*Document passage:*
[Start of Attachment]
# IAT question?



## Lautinjr (Mar 27, 2010)

I here alot of talk about IAT heat soak problems, but can't seem to find mine. Sorry I feel like a idiot saying that especially seeing i'm a 15 Mechanic. The only thing on my intake is the PCV tube and MAF. Is the IA built into the MAF on a 06 M6? Or could the previous owner have relocated it already? here's a couple pics under hood.


----------



## svede1212 (Nov 1, 2005)

It looks stock so the IAT sensor is in the MAF


----------



## Lautinjr (Mar 27, 2010)

Thanks! Thats what I was thinking


----------



## Smokin'Goat (Apr 28, 2010)

*Laut...*

Nice looking engine....

Where did you get those Red/Blk head covers?

Speaking of MILFs; I mean MAFs......Are you planning on getting a Vector HSRK and where would you install it along the Volant?

Regards...Greg


----------



## Lautinjr (Mar 27, 2010)
[End of Attachment]
Stored records:
[Start of Attachment]
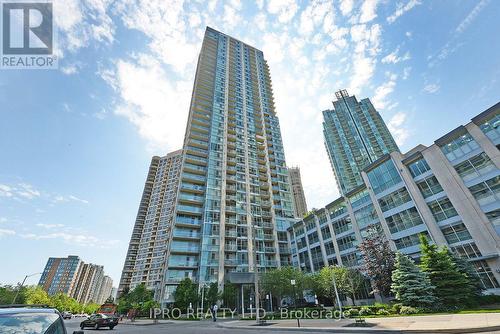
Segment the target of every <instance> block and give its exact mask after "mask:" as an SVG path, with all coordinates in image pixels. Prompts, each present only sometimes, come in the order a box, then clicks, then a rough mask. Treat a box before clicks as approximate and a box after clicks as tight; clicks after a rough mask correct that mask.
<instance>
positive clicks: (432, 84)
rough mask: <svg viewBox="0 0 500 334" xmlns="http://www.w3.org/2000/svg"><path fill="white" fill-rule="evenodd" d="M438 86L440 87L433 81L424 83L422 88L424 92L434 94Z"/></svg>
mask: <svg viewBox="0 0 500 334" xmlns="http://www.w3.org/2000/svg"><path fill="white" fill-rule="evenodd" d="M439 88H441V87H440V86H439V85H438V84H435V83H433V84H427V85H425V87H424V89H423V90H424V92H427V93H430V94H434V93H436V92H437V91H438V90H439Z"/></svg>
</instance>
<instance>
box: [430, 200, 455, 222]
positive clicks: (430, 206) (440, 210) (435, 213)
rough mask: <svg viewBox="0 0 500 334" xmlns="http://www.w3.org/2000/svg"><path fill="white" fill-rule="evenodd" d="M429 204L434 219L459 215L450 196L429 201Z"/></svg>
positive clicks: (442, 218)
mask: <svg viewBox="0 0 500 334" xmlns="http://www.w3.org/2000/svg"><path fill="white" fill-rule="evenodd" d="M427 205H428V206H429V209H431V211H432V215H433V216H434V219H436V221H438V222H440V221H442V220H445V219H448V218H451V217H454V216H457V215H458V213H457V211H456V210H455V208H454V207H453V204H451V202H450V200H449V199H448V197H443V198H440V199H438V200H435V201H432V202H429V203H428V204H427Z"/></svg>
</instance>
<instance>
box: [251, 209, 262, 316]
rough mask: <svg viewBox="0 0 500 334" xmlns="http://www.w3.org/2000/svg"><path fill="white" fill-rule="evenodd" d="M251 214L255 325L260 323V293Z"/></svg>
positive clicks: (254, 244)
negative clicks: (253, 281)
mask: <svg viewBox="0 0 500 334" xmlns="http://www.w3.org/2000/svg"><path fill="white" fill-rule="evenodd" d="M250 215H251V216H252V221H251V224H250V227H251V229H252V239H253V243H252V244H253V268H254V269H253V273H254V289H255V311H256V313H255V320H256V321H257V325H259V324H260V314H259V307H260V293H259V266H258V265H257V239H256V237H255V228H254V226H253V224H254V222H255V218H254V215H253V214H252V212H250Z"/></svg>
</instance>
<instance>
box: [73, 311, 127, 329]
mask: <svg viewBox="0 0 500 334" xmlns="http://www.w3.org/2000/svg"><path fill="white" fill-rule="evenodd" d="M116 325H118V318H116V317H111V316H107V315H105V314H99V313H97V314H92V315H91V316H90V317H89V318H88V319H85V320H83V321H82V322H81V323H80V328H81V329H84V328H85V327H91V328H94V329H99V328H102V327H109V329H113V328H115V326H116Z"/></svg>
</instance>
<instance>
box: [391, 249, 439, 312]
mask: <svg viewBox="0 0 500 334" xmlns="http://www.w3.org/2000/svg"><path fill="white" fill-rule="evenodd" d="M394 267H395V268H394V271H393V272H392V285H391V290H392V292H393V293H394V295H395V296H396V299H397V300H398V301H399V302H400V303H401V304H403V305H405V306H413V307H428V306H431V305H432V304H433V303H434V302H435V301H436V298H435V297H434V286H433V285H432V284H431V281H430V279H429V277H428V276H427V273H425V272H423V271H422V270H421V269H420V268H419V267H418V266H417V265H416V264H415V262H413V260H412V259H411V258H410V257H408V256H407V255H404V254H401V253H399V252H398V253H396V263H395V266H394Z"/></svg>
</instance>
[End of Attachment]
*Tasks and exercises:*
**A.** According to the IAT sensor forum thread, where is the IAT sensor on a stock setup?
**B.** Extend the IAT sensor forum thread from where it stops.

*Written answers:*
**A.** It is in the MAF.

**B.**
Thanks! I painted them my self The black is just the factory black with a clear coat. The red is ceramic caliper paint with touch up paint used on the GTO logo. If I replace the MAF it will only be with a engine build which probably won't happen unless the motor starts to give me problems. I hear the stock MAF is capable of flowing more then the motor in stock form and i'm only planning exterior mods nothing major. Just a tread update sinse it came back up I have done a IAT break out and ported the intake box since last pics.


----------



## Smokin'Goat (Apr 28, 2010)

*Lautin...*

+1 on the Volant and Paint Job.

I was getting all psyched to do the Vararam...but all the modifications required give me pause.

Back to the IAT...It is integrated on the 06 MAF.

Again...smokin' job on that paint work....that looks trick as hell!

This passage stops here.